§ Input rows:
########
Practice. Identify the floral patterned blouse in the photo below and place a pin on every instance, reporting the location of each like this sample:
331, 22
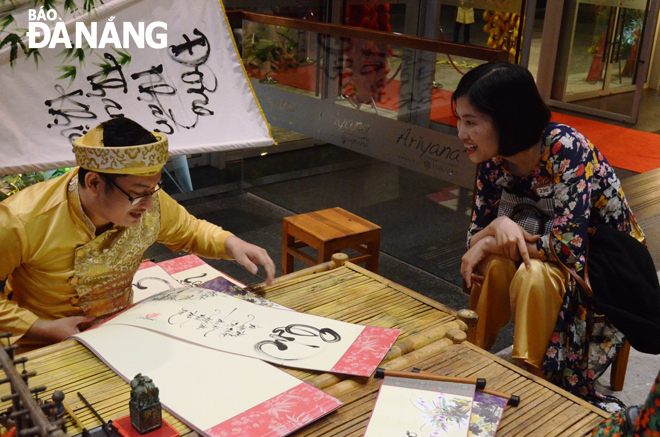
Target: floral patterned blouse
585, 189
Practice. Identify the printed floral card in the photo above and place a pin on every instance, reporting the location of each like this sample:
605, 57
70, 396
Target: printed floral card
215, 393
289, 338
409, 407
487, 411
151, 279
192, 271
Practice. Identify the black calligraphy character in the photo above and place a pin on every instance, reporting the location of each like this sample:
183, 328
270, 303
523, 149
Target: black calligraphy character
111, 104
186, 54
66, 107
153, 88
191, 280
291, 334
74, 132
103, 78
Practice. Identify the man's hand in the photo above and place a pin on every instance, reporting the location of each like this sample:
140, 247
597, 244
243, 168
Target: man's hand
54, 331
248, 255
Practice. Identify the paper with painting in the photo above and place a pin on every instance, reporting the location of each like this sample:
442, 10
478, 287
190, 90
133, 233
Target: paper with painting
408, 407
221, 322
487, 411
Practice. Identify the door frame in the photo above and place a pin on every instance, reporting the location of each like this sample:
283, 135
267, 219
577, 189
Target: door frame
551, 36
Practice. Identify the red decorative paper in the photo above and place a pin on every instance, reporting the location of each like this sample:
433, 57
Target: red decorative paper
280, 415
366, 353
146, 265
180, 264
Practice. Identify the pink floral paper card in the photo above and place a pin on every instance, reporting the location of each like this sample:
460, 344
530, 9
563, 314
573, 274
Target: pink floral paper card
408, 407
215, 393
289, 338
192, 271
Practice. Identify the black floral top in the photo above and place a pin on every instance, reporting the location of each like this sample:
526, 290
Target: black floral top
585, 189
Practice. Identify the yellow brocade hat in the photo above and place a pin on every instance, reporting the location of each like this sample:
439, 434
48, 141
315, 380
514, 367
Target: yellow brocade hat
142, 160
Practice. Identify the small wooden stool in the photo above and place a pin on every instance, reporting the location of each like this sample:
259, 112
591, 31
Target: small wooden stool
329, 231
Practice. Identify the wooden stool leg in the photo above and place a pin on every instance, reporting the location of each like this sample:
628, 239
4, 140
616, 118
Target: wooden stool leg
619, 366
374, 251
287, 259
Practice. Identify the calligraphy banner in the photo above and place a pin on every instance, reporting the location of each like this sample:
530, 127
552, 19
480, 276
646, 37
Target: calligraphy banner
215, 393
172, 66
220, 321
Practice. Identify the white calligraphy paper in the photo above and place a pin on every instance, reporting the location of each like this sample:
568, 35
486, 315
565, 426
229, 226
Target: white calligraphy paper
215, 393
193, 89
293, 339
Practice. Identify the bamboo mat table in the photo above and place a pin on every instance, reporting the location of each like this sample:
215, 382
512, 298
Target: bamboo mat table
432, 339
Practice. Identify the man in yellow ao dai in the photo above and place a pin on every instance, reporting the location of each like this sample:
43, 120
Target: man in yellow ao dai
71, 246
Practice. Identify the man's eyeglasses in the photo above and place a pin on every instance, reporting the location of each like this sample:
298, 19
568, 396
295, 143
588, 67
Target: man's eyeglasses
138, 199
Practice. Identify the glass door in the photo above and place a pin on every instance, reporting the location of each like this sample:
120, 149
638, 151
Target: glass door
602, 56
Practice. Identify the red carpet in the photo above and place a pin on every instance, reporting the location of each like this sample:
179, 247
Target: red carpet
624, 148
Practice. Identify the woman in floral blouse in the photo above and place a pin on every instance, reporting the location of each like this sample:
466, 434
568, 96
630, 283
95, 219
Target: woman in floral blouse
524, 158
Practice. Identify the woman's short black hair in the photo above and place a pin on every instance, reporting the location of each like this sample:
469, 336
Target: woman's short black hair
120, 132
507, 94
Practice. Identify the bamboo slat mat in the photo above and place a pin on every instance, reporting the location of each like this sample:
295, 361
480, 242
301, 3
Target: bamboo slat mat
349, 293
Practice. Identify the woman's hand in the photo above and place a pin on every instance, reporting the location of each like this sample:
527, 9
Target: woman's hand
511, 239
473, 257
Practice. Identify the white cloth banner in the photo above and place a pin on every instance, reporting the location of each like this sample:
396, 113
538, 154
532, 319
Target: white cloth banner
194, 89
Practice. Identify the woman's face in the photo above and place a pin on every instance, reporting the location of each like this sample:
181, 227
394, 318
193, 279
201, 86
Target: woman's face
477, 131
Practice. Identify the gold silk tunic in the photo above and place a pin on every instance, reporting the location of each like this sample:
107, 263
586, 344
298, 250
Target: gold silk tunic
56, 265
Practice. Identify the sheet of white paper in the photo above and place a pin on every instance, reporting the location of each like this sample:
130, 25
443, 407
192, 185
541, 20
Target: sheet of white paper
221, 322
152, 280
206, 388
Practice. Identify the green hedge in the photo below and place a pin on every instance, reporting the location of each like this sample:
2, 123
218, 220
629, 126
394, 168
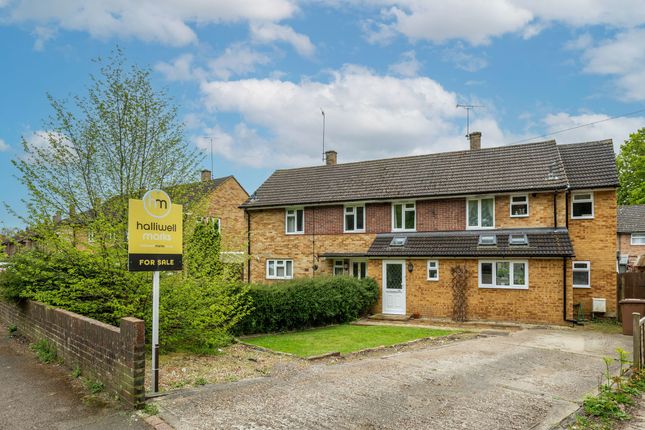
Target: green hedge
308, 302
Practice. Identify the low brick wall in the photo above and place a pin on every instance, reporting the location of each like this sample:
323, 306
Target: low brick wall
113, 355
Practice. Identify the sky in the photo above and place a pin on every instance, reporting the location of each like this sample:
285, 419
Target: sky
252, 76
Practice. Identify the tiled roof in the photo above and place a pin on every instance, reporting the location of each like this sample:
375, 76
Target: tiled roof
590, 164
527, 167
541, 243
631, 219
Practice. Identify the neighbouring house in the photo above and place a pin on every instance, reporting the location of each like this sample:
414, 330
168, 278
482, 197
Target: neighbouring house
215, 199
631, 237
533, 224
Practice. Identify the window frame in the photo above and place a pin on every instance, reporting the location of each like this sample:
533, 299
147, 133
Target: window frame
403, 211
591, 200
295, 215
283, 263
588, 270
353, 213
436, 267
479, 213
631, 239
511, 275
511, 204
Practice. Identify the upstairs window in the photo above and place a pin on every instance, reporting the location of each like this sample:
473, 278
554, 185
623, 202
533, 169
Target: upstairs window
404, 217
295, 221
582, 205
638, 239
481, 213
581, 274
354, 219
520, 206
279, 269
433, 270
########
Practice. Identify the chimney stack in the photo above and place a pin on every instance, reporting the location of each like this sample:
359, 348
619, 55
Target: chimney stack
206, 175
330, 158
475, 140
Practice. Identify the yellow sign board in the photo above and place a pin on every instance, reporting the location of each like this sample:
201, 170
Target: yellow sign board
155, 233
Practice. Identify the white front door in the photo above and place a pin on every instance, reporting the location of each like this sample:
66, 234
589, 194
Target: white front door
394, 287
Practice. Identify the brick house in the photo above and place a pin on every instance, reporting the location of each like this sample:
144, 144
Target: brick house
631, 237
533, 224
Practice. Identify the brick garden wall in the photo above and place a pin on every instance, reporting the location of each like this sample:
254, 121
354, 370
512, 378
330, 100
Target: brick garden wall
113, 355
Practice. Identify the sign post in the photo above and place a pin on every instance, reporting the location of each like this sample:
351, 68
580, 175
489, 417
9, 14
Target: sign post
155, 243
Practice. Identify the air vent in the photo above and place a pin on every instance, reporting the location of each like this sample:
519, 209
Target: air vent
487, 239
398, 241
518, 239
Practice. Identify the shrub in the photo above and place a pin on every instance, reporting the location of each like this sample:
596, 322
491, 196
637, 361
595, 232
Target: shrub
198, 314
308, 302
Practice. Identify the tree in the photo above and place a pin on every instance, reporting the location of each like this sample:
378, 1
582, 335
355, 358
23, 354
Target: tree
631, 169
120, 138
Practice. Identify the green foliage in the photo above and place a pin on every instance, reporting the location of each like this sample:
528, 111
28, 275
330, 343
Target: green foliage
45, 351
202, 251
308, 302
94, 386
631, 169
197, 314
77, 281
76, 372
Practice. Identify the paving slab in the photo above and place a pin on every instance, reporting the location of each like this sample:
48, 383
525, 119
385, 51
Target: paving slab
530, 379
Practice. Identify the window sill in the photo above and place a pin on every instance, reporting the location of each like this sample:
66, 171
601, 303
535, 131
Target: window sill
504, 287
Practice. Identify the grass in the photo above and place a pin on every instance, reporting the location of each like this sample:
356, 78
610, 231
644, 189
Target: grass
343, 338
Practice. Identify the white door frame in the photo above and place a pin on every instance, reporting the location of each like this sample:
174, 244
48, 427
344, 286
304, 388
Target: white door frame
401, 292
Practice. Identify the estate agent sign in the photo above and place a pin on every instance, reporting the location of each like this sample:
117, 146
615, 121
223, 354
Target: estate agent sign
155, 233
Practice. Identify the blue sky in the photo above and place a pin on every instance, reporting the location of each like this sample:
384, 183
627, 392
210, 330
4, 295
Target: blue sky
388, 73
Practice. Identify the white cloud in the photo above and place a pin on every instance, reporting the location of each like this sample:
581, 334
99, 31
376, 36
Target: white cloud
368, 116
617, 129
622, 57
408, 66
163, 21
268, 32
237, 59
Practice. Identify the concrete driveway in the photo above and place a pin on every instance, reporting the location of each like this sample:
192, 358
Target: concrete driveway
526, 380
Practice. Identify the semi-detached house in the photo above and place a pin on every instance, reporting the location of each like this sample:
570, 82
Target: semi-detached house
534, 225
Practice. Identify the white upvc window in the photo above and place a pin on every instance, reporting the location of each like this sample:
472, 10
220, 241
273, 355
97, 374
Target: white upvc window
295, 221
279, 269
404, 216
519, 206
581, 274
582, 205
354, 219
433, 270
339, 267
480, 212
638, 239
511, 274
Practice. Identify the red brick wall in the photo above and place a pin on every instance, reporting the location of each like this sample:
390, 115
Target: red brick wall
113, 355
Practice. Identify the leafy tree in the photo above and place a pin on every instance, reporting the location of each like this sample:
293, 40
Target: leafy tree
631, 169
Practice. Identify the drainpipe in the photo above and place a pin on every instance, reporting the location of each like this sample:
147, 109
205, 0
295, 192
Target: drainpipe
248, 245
########
§ What you will do:
Find every line in the material above that contains the word "wooden", and copy each of those lines.

§ Solution below:
Practice. Identify the small wooden stool in the photo above and place a pin on every instance, reporting the location of each like this sample:
Target: small wooden stool
Practice. Identify the wooden stool leg in the photo above and place a pin on every instance, reporting the location of each like this sample:
Target: wooden stool leg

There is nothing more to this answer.